%%

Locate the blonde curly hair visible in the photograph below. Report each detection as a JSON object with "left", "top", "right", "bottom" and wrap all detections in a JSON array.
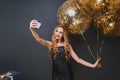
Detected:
[{"left": 50, "top": 25, "right": 70, "bottom": 61}]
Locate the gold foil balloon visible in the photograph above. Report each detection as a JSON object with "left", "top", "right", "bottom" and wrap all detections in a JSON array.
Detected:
[
  {"left": 94, "top": 14, "right": 120, "bottom": 37},
  {"left": 57, "top": 0, "right": 91, "bottom": 34},
  {"left": 77, "top": 0, "right": 109, "bottom": 17},
  {"left": 106, "top": 0, "right": 120, "bottom": 14}
]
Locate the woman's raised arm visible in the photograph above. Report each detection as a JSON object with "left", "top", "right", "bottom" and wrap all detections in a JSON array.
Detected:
[{"left": 70, "top": 46, "right": 101, "bottom": 68}]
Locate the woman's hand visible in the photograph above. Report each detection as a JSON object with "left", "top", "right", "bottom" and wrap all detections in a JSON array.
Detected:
[
  {"left": 30, "top": 19, "right": 41, "bottom": 29},
  {"left": 94, "top": 58, "right": 101, "bottom": 68}
]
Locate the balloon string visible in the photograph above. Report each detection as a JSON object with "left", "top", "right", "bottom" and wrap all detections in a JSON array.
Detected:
[
  {"left": 81, "top": 34, "right": 95, "bottom": 60},
  {"left": 97, "top": 32, "right": 104, "bottom": 59}
]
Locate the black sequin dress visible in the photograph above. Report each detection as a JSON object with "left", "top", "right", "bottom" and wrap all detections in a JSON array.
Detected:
[{"left": 52, "top": 46, "right": 73, "bottom": 80}]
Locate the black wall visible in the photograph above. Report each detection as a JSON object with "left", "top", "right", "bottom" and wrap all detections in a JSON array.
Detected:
[{"left": 0, "top": 0, "right": 120, "bottom": 80}]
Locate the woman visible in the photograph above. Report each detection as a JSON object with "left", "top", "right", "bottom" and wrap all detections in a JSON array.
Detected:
[{"left": 30, "top": 20, "right": 100, "bottom": 80}]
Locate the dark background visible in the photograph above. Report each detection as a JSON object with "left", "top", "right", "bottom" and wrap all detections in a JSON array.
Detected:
[{"left": 0, "top": 0, "right": 120, "bottom": 80}]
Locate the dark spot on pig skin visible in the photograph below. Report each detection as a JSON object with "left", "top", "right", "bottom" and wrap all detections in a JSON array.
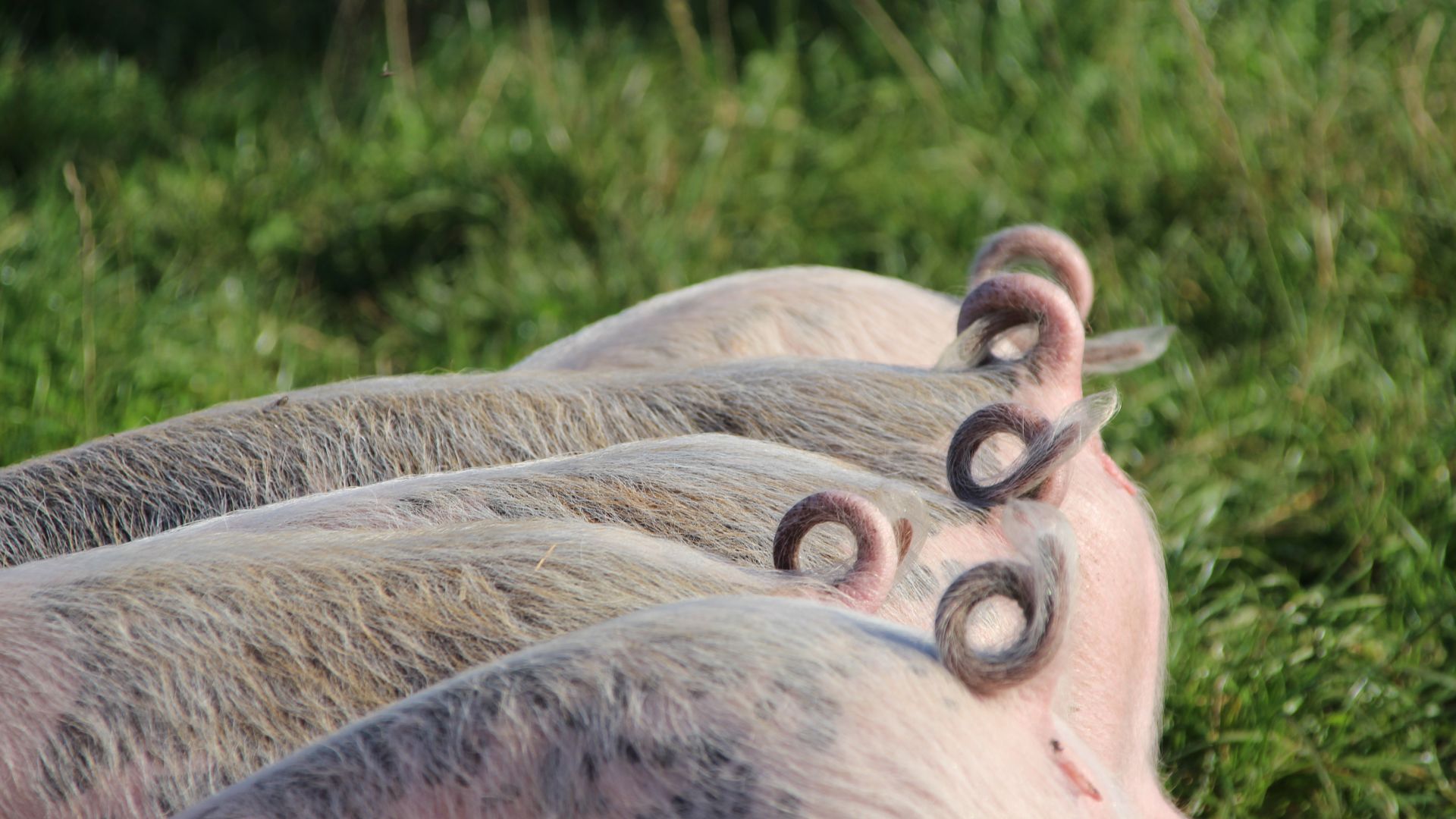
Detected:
[
  {"left": 41, "top": 714, "right": 108, "bottom": 802},
  {"left": 617, "top": 736, "right": 642, "bottom": 765}
]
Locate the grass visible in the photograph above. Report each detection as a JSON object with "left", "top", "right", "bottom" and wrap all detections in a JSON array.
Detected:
[{"left": 0, "top": 0, "right": 1456, "bottom": 816}]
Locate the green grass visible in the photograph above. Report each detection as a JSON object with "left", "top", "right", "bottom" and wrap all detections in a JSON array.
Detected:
[{"left": 0, "top": 0, "right": 1456, "bottom": 816}]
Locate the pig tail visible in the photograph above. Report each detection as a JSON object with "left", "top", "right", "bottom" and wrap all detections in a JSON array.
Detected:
[
  {"left": 774, "top": 490, "right": 912, "bottom": 612},
  {"left": 968, "top": 224, "right": 1092, "bottom": 319},
  {"left": 935, "top": 501, "right": 1076, "bottom": 697},
  {"left": 945, "top": 391, "right": 1117, "bottom": 509}
]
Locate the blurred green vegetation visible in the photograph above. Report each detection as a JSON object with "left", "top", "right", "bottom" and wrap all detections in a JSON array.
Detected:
[{"left": 0, "top": 0, "right": 1456, "bottom": 816}]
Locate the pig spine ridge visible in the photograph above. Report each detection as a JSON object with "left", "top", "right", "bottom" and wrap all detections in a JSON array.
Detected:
[
  {"left": 184, "top": 501, "right": 1127, "bottom": 819},
  {"left": 0, "top": 504, "right": 900, "bottom": 819}
]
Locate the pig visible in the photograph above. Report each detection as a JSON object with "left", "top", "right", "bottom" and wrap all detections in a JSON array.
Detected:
[
  {"left": 136, "top": 392, "right": 1116, "bottom": 603},
  {"left": 513, "top": 224, "right": 1169, "bottom": 373},
  {"left": 0, "top": 493, "right": 913, "bottom": 819},
  {"left": 0, "top": 274, "right": 1168, "bottom": 805},
  {"left": 0, "top": 262, "right": 1083, "bottom": 566},
  {"left": 182, "top": 501, "right": 1136, "bottom": 819}
]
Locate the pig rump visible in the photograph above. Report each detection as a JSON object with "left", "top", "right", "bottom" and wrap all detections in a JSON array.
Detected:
[
  {"left": 176, "top": 501, "right": 1119, "bottom": 819},
  {"left": 0, "top": 353, "right": 1016, "bottom": 564},
  {"left": 0, "top": 519, "right": 899, "bottom": 817}
]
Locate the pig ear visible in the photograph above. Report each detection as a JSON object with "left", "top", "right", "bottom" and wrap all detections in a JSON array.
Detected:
[
  {"left": 967, "top": 224, "right": 1092, "bottom": 319},
  {"left": 935, "top": 501, "right": 1076, "bottom": 693},
  {"left": 774, "top": 490, "right": 912, "bottom": 613},
  {"left": 945, "top": 391, "right": 1117, "bottom": 509},
  {"left": 1082, "top": 326, "right": 1178, "bottom": 375},
  {"left": 940, "top": 272, "right": 1086, "bottom": 403}
]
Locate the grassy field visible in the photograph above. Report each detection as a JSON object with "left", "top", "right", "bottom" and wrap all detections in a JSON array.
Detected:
[{"left": 0, "top": 0, "right": 1456, "bottom": 816}]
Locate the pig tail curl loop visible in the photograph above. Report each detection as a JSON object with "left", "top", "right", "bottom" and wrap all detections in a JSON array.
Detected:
[
  {"left": 935, "top": 501, "right": 1076, "bottom": 697},
  {"left": 945, "top": 403, "right": 1070, "bottom": 509},
  {"left": 774, "top": 490, "right": 912, "bottom": 610}
]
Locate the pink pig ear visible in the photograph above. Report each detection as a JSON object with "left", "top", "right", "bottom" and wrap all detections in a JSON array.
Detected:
[
  {"left": 774, "top": 490, "right": 913, "bottom": 613},
  {"left": 1082, "top": 325, "right": 1178, "bottom": 375},
  {"left": 937, "top": 272, "right": 1086, "bottom": 408},
  {"left": 961, "top": 224, "right": 1092, "bottom": 322},
  {"left": 935, "top": 501, "right": 1078, "bottom": 693},
  {"left": 945, "top": 391, "right": 1117, "bottom": 509}
]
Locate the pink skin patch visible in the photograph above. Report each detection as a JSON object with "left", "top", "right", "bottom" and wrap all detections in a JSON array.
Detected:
[
  {"left": 1097, "top": 443, "right": 1138, "bottom": 497},
  {"left": 1051, "top": 740, "right": 1102, "bottom": 802}
]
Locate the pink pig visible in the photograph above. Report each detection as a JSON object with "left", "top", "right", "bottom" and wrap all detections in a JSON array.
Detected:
[
  {"left": 513, "top": 224, "right": 1169, "bottom": 373},
  {"left": 182, "top": 503, "right": 1138, "bottom": 819}
]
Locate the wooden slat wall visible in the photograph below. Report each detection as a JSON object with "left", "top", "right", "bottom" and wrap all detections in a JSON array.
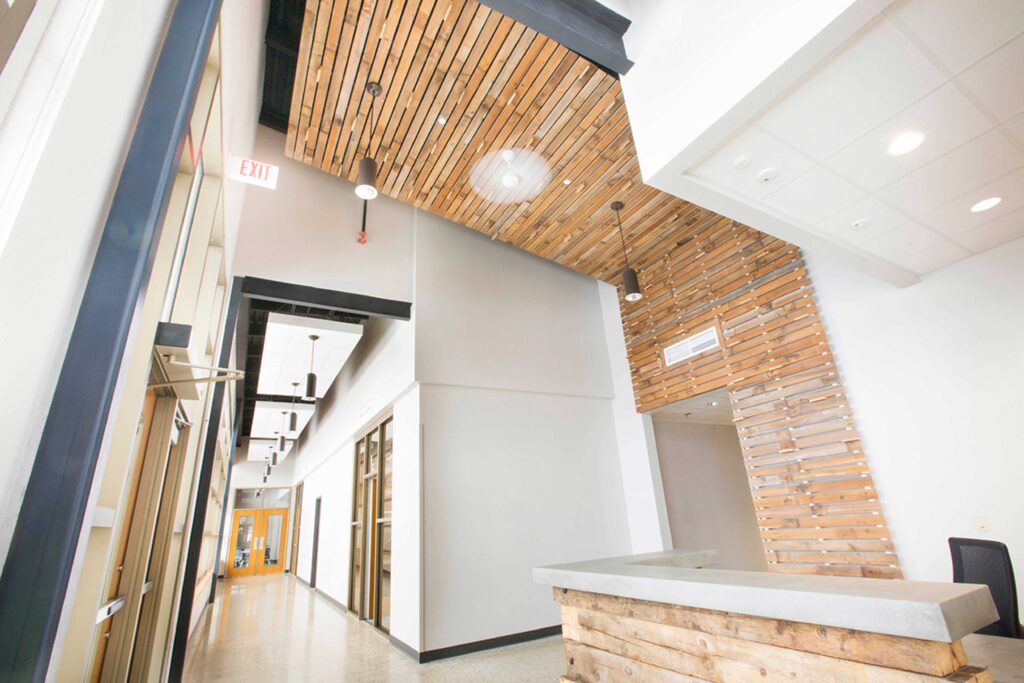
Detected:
[{"left": 286, "top": 0, "right": 900, "bottom": 577}]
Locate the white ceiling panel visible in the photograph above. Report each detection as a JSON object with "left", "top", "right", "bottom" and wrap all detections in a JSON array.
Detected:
[
  {"left": 899, "top": 240, "right": 971, "bottom": 275},
  {"left": 878, "top": 129, "right": 1024, "bottom": 217},
  {"left": 818, "top": 197, "right": 910, "bottom": 245},
  {"left": 862, "top": 222, "right": 943, "bottom": 262},
  {"left": 764, "top": 166, "right": 866, "bottom": 225},
  {"left": 257, "top": 313, "right": 362, "bottom": 398},
  {"left": 891, "top": 0, "right": 1024, "bottom": 74},
  {"left": 825, "top": 84, "right": 991, "bottom": 191},
  {"left": 694, "top": 128, "right": 814, "bottom": 198},
  {"left": 1002, "top": 114, "right": 1024, "bottom": 146},
  {"left": 956, "top": 33, "right": 1024, "bottom": 122},
  {"left": 759, "top": 19, "right": 945, "bottom": 161},
  {"left": 953, "top": 209, "right": 1024, "bottom": 253},
  {"left": 246, "top": 438, "right": 295, "bottom": 465},
  {"left": 921, "top": 168, "right": 1024, "bottom": 236},
  {"left": 249, "top": 400, "right": 314, "bottom": 438}
]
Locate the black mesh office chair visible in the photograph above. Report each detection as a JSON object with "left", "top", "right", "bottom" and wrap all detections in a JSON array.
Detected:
[{"left": 949, "top": 539, "right": 1024, "bottom": 638}]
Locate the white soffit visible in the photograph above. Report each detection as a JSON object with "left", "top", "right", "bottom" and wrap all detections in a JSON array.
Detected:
[
  {"left": 256, "top": 313, "right": 362, "bottom": 398},
  {"left": 249, "top": 400, "right": 313, "bottom": 438},
  {"left": 246, "top": 438, "right": 295, "bottom": 465},
  {"left": 651, "top": 389, "right": 733, "bottom": 426},
  {"left": 627, "top": 0, "right": 1024, "bottom": 285}
]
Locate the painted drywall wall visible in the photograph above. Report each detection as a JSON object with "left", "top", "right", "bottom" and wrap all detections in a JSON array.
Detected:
[
  {"left": 806, "top": 240, "right": 1024, "bottom": 610},
  {"left": 597, "top": 283, "right": 672, "bottom": 553},
  {"left": 234, "top": 126, "right": 413, "bottom": 301},
  {"left": 0, "top": 0, "right": 171, "bottom": 558},
  {"left": 416, "top": 211, "right": 612, "bottom": 398},
  {"left": 654, "top": 420, "right": 768, "bottom": 571},
  {"left": 421, "top": 385, "right": 630, "bottom": 650}
]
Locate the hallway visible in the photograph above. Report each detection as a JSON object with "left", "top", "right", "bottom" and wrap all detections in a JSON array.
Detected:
[{"left": 184, "top": 574, "right": 565, "bottom": 683}]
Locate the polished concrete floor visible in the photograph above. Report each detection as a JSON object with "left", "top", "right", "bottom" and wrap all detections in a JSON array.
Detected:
[{"left": 184, "top": 575, "right": 565, "bottom": 683}]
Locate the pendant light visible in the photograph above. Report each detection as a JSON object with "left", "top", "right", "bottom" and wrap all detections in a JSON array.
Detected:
[
  {"left": 355, "top": 82, "right": 384, "bottom": 201},
  {"left": 288, "top": 382, "right": 299, "bottom": 434},
  {"left": 611, "top": 202, "right": 643, "bottom": 301},
  {"left": 304, "top": 335, "right": 319, "bottom": 400}
]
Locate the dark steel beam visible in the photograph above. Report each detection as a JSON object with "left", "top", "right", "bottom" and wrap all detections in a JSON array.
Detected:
[
  {"left": 242, "top": 278, "right": 413, "bottom": 321},
  {"left": 0, "top": 0, "right": 220, "bottom": 681},
  {"left": 167, "top": 278, "right": 243, "bottom": 683},
  {"left": 480, "top": 0, "right": 633, "bottom": 76}
]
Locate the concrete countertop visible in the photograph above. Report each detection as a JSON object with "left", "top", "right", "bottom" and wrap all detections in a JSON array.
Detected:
[{"left": 534, "top": 550, "right": 998, "bottom": 643}]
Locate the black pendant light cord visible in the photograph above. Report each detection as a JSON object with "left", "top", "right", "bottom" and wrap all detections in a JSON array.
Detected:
[{"left": 611, "top": 202, "right": 630, "bottom": 268}]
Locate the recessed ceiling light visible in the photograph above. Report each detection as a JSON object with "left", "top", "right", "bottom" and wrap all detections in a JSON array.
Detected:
[
  {"left": 971, "top": 197, "right": 1002, "bottom": 213},
  {"left": 886, "top": 130, "right": 925, "bottom": 157}
]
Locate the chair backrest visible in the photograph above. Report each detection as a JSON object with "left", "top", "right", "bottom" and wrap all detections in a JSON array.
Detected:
[{"left": 949, "top": 539, "right": 1021, "bottom": 638}]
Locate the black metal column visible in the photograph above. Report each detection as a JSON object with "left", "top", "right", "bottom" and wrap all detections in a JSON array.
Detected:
[
  {"left": 167, "top": 278, "right": 243, "bottom": 683},
  {"left": 0, "top": 0, "right": 220, "bottom": 681}
]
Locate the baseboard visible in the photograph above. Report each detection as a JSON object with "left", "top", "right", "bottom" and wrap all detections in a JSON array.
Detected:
[{"left": 397, "top": 625, "right": 562, "bottom": 664}]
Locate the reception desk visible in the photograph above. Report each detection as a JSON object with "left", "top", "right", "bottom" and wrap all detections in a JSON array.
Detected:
[{"left": 534, "top": 551, "right": 997, "bottom": 683}]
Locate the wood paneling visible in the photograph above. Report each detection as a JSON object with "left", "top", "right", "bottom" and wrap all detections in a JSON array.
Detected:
[
  {"left": 555, "top": 588, "right": 992, "bottom": 683},
  {"left": 287, "top": 0, "right": 900, "bottom": 577}
]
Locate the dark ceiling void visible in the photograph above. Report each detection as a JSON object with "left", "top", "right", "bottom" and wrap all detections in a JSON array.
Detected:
[
  {"left": 259, "top": 0, "right": 306, "bottom": 133},
  {"left": 237, "top": 299, "right": 369, "bottom": 445},
  {"left": 479, "top": 0, "right": 633, "bottom": 77}
]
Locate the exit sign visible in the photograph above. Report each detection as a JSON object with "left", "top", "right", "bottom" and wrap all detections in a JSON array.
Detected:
[{"left": 228, "top": 157, "right": 278, "bottom": 189}]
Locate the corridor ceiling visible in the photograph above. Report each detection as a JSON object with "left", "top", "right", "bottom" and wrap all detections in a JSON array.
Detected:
[{"left": 287, "top": 0, "right": 727, "bottom": 284}]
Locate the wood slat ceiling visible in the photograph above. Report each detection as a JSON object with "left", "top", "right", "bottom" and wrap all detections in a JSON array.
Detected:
[{"left": 287, "top": 0, "right": 721, "bottom": 283}]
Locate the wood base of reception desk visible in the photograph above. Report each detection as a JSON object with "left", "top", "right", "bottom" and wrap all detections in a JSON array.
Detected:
[{"left": 555, "top": 588, "right": 992, "bottom": 683}]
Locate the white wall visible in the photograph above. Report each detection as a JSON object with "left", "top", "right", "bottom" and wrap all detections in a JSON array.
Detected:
[
  {"left": 806, "top": 240, "right": 1024, "bottom": 610},
  {"left": 233, "top": 126, "right": 414, "bottom": 301},
  {"left": 0, "top": 0, "right": 170, "bottom": 557},
  {"left": 415, "top": 213, "right": 631, "bottom": 650},
  {"left": 654, "top": 420, "right": 768, "bottom": 571}
]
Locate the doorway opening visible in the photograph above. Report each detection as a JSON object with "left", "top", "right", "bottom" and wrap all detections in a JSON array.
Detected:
[
  {"left": 348, "top": 417, "right": 393, "bottom": 633},
  {"left": 651, "top": 388, "right": 768, "bottom": 571}
]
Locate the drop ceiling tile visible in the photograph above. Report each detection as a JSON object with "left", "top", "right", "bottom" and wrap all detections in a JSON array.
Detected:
[
  {"left": 896, "top": 240, "right": 971, "bottom": 275},
  {"left": 759, "top": 19, "right": 945, "bottom": 161},
  {"left": 956, "top": 33, "right": 1024, "bottom": 122},
  {"left": 861, "top": 222, "right": 943, "bottom": 262},
  {"left": 953, "top": 209, "right": 1024, "bottom": 254},
  {"left": 877, "top": 128, "right": 1024, "bottom": 217},
  {"left": 921, "top": 168, "right": 1024, "bottom": 236},
  {"left": 764, "top": 166, "right": 866, "bottom": 225},
  {"left": 817, "top": 197, "right": 910, "bottom": 245},
  {"left": 825, "top": 82, "right": 991, "bottom": 191},
  {"left": 891, "top": 0, "right": 1024, "bottom": 74},
  {"left": 692, "top": 128, "right": 814, "bottom": 199},
  {"left": 1002, "top": 114, "right": 1024, "bottom": 145}
]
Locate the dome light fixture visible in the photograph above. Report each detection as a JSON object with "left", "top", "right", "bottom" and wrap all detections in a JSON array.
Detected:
[
  {"left": 611, "top": 201, "right": 643, "bottom": 302},
  {"left": 303, "top": 335, "right": 319, "bottom": 400},
  {"left": 355, "top": 81, "right": 384, "bottom": 202}
]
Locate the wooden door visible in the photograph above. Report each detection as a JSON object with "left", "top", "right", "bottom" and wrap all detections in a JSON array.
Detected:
[
  {"left": 253, "top": 508, "right": 288, "bottom": 574},
  {"left": 227, "top": 510, "right": 260, "bottom": 579}
]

%%

Repeat exactly the lines from the line containing "Locate the dome" through the end of the listing above; both boundary lines are part of the output.

▶ [EXERCISE SOLUTION]
Locate the dome light fixture visible in the photograph above. Report each detection as a JSON object with "left", "top", "right", "bottom" and wrap all detections in a JSON array.
Detected:
[
  {"left": 611, "top": 201, "right": 643, "bottom": 302},
  {"left": 303, "top": 335, "right": 319, "bottom": 400},
  {"left": 355, "top": 81, "right": 384, "bottom": 202}
]
Locate the wooden door visible in the photograph above. Report each detection as a JSON object with "left", "top", "right", "bottom" and wrap all detections in a JSON array.
Detected:
[
  {"left": 253, "top": 508, "right": 288, "bottom": 574},
  {"left": 227, "top": 510, "right": 260, "bottom": 579}
]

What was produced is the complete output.